To do → Below this line is a set of entries; quote exactly the lines from the line that contains "sign post, one line per instance." to the line that contains "wispy cloud, one line per instance.", both lines included.

Extracted records:
§ §

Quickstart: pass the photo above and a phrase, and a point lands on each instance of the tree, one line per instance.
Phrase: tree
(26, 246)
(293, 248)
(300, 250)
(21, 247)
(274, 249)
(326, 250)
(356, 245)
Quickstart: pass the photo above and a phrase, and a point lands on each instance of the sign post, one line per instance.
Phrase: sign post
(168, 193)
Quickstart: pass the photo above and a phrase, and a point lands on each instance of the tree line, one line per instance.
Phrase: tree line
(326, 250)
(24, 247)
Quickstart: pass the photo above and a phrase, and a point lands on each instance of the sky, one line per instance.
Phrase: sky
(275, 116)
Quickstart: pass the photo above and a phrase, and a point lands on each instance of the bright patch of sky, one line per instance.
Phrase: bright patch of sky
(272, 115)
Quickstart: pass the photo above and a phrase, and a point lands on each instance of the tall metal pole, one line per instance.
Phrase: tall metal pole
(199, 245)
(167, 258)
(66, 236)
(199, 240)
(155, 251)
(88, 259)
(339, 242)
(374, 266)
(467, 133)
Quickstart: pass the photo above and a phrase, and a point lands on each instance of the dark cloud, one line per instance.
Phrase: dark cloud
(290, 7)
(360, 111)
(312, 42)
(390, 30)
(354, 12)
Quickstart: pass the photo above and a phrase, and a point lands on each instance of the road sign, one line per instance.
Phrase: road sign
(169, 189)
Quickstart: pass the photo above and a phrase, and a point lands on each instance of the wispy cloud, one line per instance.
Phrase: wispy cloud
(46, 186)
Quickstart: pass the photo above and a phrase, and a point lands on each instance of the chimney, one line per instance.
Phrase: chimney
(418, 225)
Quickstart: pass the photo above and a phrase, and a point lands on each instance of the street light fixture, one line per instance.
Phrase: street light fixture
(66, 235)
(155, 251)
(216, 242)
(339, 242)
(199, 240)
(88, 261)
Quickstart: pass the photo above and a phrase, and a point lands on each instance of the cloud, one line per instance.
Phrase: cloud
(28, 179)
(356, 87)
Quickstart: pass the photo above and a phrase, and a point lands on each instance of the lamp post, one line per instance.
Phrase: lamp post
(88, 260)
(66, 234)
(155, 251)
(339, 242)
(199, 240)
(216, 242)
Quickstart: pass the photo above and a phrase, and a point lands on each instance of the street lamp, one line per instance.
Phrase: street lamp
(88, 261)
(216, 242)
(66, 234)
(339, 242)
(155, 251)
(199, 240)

§ §

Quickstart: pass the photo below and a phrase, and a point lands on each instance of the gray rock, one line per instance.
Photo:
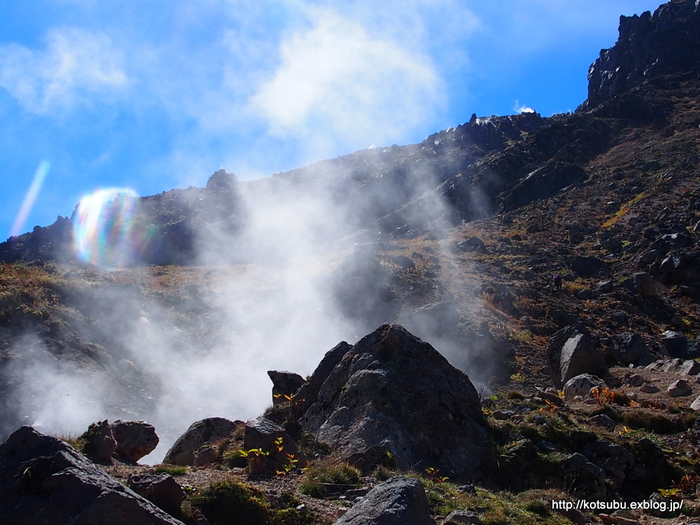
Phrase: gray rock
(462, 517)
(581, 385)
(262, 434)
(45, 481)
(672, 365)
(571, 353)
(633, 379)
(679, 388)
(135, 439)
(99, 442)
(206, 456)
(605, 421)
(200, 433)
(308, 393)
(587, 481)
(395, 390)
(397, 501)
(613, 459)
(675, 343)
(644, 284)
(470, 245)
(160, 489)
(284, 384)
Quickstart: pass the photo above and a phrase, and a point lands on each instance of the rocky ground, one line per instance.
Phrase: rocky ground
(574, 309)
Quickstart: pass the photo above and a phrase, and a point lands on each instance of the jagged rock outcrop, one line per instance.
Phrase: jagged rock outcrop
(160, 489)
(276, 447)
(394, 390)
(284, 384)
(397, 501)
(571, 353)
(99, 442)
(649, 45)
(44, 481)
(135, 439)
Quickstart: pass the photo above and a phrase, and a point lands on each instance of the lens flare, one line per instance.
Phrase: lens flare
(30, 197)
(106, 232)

§ §

Response box →
Quickstart: pass the photo above and a phrase, and a point lands on each instance of the sign post, one line per instance.
Phrase: sign post
(168, 193)
Quickstart: pass the photo above and a phrase, and a point lands on each instance of the tree line, one line per instance.
Phrase: tree line
(326, 250)
(24, 247)
Quickstart: pass the photo above and a phrase, and a point lands on each instance of the sky, one line per instance.
Phrase: sky
(275, 116)
Quickstart: pass the photo above and a phrase, and a point lands on each instance of the bright patch of sky, one line per instance.
Phrase: bright patch of sky
(272, 115)
Quickstart: pass the photo above and a phrase, and a point lands on each instance of the tall metal pole, one line per instance.
Phrase: tall metal pole
(199, 245)
(167, 258)
(66, 236)
(199, 240)
(155, 251)
(88, 259)
(339, 242)
(374, 266)
(467, 133)
Quickstart: pass the photo above and a phrase, and a point lands on each instance of the dark cloud, one line per instance.
Phrase: dark cloud
(290, 7)
(360, 111)
(312, 42)
(390, 30)
(354, 12)
Quickstart: pass the photo above and a phrase, and a point lands on each instance of the road sign, one line per instance.
Phrase: road sign
(169, 189)
Quickstart: pass the photo above and a phrase, and a point lands on each instance of the wispy cloud, one line per instance.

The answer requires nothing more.